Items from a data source
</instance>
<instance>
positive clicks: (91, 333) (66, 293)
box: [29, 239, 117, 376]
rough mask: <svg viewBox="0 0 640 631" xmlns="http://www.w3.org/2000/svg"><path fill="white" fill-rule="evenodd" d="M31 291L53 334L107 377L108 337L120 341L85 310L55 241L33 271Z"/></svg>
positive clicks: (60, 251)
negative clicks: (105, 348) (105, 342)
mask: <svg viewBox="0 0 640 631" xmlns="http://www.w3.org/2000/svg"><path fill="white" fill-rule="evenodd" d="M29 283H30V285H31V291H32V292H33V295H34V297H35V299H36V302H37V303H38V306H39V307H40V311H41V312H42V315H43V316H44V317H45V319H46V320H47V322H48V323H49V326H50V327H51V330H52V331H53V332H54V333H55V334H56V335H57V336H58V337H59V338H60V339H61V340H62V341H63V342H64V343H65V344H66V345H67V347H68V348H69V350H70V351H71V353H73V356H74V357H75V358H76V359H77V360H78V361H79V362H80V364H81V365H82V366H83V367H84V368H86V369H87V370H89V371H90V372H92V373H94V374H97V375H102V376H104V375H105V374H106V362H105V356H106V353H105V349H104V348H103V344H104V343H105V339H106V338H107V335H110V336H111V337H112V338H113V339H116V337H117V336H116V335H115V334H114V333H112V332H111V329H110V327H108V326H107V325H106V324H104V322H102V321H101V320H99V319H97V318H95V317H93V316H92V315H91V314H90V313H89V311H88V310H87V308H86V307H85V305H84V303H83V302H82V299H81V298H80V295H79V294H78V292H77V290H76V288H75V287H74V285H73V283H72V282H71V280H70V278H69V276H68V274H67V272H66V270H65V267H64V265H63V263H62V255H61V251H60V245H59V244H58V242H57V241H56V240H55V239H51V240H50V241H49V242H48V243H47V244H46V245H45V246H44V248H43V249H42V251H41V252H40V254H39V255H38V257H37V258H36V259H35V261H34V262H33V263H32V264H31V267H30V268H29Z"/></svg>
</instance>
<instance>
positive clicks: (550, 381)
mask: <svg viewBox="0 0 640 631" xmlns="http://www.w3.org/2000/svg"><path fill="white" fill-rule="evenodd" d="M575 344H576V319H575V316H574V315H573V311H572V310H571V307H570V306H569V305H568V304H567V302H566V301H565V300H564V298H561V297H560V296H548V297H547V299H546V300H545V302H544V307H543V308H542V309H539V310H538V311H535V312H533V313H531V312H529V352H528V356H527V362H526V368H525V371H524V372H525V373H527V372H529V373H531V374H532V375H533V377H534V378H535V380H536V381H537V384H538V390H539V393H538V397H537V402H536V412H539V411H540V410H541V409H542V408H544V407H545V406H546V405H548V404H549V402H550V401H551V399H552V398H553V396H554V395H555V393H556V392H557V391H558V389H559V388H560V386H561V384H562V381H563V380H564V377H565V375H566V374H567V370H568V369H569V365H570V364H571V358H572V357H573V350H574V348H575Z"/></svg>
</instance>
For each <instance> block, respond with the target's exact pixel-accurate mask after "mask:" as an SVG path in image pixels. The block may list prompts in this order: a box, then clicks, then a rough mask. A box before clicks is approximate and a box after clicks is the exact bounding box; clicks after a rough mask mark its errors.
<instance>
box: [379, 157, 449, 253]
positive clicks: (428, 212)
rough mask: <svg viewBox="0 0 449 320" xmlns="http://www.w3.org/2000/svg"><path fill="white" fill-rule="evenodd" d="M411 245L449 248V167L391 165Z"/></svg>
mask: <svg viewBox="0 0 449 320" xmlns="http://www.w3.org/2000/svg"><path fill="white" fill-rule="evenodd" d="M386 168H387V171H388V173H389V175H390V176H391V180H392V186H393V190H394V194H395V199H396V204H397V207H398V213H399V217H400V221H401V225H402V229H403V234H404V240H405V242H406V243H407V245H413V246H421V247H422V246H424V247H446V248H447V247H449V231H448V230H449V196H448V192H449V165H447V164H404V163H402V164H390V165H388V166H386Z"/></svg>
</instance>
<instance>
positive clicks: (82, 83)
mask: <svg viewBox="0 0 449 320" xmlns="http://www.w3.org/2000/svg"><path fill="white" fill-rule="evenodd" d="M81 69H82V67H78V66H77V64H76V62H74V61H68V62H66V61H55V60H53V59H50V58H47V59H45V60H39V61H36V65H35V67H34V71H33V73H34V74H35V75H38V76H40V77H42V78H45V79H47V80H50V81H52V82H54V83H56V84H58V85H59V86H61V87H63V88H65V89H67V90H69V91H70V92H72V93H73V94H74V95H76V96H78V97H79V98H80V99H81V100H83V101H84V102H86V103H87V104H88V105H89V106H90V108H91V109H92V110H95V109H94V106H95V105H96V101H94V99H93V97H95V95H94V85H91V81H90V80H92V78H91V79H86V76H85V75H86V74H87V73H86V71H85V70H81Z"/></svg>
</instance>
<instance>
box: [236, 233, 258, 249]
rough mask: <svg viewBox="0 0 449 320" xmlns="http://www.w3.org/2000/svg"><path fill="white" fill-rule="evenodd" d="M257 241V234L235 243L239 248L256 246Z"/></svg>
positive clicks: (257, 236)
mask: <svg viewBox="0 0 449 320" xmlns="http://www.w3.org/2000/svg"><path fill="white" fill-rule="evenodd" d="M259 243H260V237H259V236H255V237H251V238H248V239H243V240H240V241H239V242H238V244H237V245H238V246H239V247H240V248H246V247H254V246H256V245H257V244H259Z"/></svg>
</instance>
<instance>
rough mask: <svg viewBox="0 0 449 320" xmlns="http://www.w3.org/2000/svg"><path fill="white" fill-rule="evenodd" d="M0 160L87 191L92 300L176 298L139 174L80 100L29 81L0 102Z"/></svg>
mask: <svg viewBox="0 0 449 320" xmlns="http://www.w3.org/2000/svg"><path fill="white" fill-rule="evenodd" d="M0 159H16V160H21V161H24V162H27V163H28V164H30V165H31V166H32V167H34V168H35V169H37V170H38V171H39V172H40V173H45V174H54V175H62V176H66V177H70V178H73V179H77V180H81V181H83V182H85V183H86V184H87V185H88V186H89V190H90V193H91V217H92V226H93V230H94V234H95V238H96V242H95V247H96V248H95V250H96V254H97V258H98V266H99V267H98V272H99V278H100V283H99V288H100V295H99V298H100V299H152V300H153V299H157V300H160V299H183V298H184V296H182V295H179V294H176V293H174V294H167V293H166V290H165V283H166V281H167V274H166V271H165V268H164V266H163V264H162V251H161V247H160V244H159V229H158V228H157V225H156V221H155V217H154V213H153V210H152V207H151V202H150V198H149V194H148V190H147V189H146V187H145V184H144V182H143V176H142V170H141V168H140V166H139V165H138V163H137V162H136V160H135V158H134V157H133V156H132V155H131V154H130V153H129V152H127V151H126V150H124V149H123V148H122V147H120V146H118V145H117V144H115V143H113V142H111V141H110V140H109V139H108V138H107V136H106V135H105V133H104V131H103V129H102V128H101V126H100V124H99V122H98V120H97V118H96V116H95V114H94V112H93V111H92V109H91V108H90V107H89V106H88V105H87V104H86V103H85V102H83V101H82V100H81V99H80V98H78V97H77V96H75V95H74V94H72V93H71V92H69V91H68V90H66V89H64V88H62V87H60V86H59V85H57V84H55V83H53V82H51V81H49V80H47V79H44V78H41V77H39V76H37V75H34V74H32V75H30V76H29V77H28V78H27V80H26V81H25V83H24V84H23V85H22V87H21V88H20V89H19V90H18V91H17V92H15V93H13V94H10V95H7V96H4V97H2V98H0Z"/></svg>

Problem to work on
All of the data above needs to be transcribed verbatim.

Solution
</instance>
<instance>
positive clicks: (91, 333) (66, 293)
box: [29, 239, 117, 376]
rough mask: <svg viewBox="0 0 640 631" xmlns="http://www.w3.org/2000/svg"><path fill="white" fill-rule="evenodd" d="M31 291L53 334L107 377L108 337L120 341L85 310L55 241L33 271Z"/></svg>
positive clicks: (60, 251)
negative clicks: (105, 348) (105, 342)
mask: <svg viewBox="0 0 640 631" xmlns="http://www.w3.org/2000/svg"><path fill="white" fill-rule="evenodd" d="M29 283H30V285H31V291H32V292H33V295H34V297H35V299H36V302H37V303H38V306H39V307H40V311H41V312H42V315H43V316H44V317H45V319H46V320H47V322H48V323H49V326H50V327H51V330H52V331H53V332H54V333H55V334H56V335H57V336H58V337H59V338H60V339H61V340H62V341H63V342H64V343H65V344H66V345H67V347H68V348H69V350H70V351H71V353H73V356H74V357H75V358H76V359H77V360H78V361H79V362H80V364H81V365H82V366H83V367H84V368H86V369H87V370H89V371H90V372H92V373H94V374H97V375H102V376H104V375H105V374H106V362H105V356H106V353H105V349H104V348H103V344H104V343H105V339H106V338H107V335H110V336H111V337H112V338H113V339H116V337H117V336H116V335H115V334H114V333H112V332H111V329H110V327H108V326H107V325H106V324H104V322H102V321H101V320H99V319H97V318H95V317H93V316H92V315H91V314H90V313H89V311H88V310H87V308H86V307H85V305H84V303H83V302H82V299H81V298H80V295H79V294H78V292H77V290H76V288H75V287H74V285H73V283H72V282H71V280H70V278H69V276H68V274H67V272H66V270H65V267H64V265H63V263H62V255H61V251H60V245H59V244H58V242H57V241H56V240H55V239H51V240H50V241H49V242H48V243H47V244H46V245H45V246H44V248H43V249H42V251H41V252H40V254H39V255H38V257H37V258H36V259H35V261H34V262H33V263H32V264H31V267H30V268H29Z"/></svg>
</instance>
<instance>
positive clicks: (550, 381)
mask: <svg viewBox="0 0 640 631" xmlns="http://www.w3.org/2000/svg"><path fill="white" fill-rule="evenodd" d="M575 344H576V319H575V316H574V315H573V311H572V310H571V307H570V306H569V305H568V304H567V302H566V301H565V300H564V298H561V297H560V296H548V297H547V299H546V300H545V302H544V307H543V308H542V309H539V310H538V311H535V312H533V313H531V312H529V352H528V356H527V362H526V368H525V371H524V372H525V373H527V372H529V373H531V374H532V375H533V377H534V378H535V380H536V381H537V384H538V390H539V393H538V397H537V402H536V412H539V411H540V410H541V409H542V408H544V407H545V406H546V405H548V404H549V402H550V401H551V399H552V398H553V396H554V395H555V393H556V392H557V391H558V389H559V388H560V386H561V384H562V381H563V380H564V377H565V375H566V374H567V370H568V369H569V365H570V364H571V358H572V357H573V350H574V348H575Z"/></svg>
</instance>
For each <instance> block, respond with the target's exact pixel-accurate mask after "mask:" as an SVG path in image pixels. The block may list prompts in this order: a box, then clicks, then a rough mask. A box before clicks is approximate and a box after clicks is the exact bounding box; clicks after a rough mask mark its errors.
<instance>
box: [379, 157, 449, 253]
positive clicks: (428, 212)
rough mask: <svg viewBox="0 0 449 320" xmlns="http://www.w3.org/2000/svg"><path fill="white" fill-rule="evenodd" d="M411 245L449 248V167L391 165Z"/></svg>
mask: <svg viewBox="0 0 449 320" xmlns="http://www.w3.org/2000/svg"><path fill="white" fill-rule="evenodd" d="M386 168H387V171H388V173H389V175H390V176H391V180H392V186H393V190H394V194H395V199H396V204H397V207H398V213H399V217H400V221H401V225H402V229H403V234H404V240H405V242H406V243H407V245H413V246H421V247H422V246H424V247H446V248H447V247H449V231H448V230H449V196H448V192H449V165H447V164H404V163H402V164H390V165H388V166H386Z"/></svg>
</instance>
<instance>
positive clicks: (82, 83)
mask: <svg viewBox="0 0 449 320" xmlns="http://www.w3.org/2000/svg"><path fill="white" fill-rule="evenodd" d="M81 69H82V67H78V66H77V64H76V62H74V61H68V62H66V61H55V60H53V59H50V58H47V59H45V60H39V61H36V65H35V67H34V71H33V73H34V74H35V75H38V76H40V77H42V78H45V79H47V80H50V81H52V82H54V83H56V84H58V85H59V86H61V87H63V88H65V89H67V90H69V91H70V92H72V93H73V94H74V95H76V96H78V97H79V98H80V99H81V100H83V101H84V102H86V103H87V104H88V105H89V106H90V108H91V109H92V110H95V109H94V106H95V105H96V101H94V99H93V97H95V95H94V85H91V81H90V80H92V78H91V79H86V76H85V75H86V74H87V73H86V71H85V70H81Z"/></svg>
</instance>
<instance>
box: [236, 233, 258, 249]
rough mask: <svg viewBox="0 0 449 320" xmlns="http://www.w3.org/2000/svg"><path fill="white" fill-rule="evenodd" d="M257 241V234L235 243L239 248L256 246Z"/></svg>
positive clicks: (257, 236)
mask: <svg viewBox="0 0 449 320" xmlns="http://www.w3.org/2000/svg"><path fill="white" fill-rule="evenodd" d="M259 243H260V237H259V236H255V237H251V238H248V239H243V240H240V241H239V242H238V244H237V245H238V246H239V247H240V248H246V247H254V246H256V245H257V244H259Z"/></svg>
</instance>
<instance>
rough mask: <svg viewBox="0 0 449 320" xmlns="http://www.w3.org/2000/svg"><path fill="white" fill-rule="evenodd" d="M0 160L87 191L92 300L176 298L139 174L80 100L29 81L0 102Z"/></svg>
mask: <svg viewBox="0 0 449 320" xmlns="http://www.w3.org/2000/svg"><path fill="white" fill-rule="evenodd" d="M0 159H16V160H21V161H24V162H27V163H28V164H30V165H31V166H32V167H34V168H35V169H37V170H38V171H39V172H40V173H45V174H54V175H62V176H66V177H70V178H73V179H77V180H81V181H83V182H85V183H86V184H87V185H88V186H89V190H90V193H91V217H92V226H93V230H94V234H95V238H96V242H95V247H96V248H95V250H96V254H97V258H98V266H99V267H98V272H99V278H100V283H99V288H100V295H99V298H100V299H152V300H153V299H157V300H160V299H183V298H184V296H182V295H179V294H176V293H174V294H167V293H166V290H165V283H166V281H167V274H166V271H165V268H164V266H163V264H162V251H161V247H160V244H159V229H158V228H157V225H156V221H155V217H154V213H153V210H152V207H151V202H150V198H149V194H148V190H147V189H146V187H145V184H144V182H143V176H142V170H141V168H140V166H139V165H138V163H137V162H136V160H135V158H134V157H133V156H132V155H131V154H130V153H129V152H127V151H126V150H124V149H123V148H122V147H120V146H118V145H117V144H115V143H113V142H111V141H110V140H109V139H108V138H107V136H106V135H105V133H104V131H103V129H102V128H101V126H100V124H99V122H98V120H97V118H96V116H95V114H94V112H93V111H92V109H91V108H90V107H89V106H88V105H87V104H86V103H85V102H83V101H82V100H81V99H80V98H78V97H77V96H75V95H74V94H72V93H71V92H69V91H68V90H66V89H64V88H62V87H60V86H59V85H57V84H55V83H53V82H51V81H49V80H47V79H44V78H41V77H39V76H37V75H34V74H32V75H30V76H29V77H28V78H27V80H26V81H25V83H24V84H23V85H22V87H21V88H20V89H19V90H18V91H17V92H15V93H13V94H10V95H7V96H4V97H2V98H0Z"/></svg>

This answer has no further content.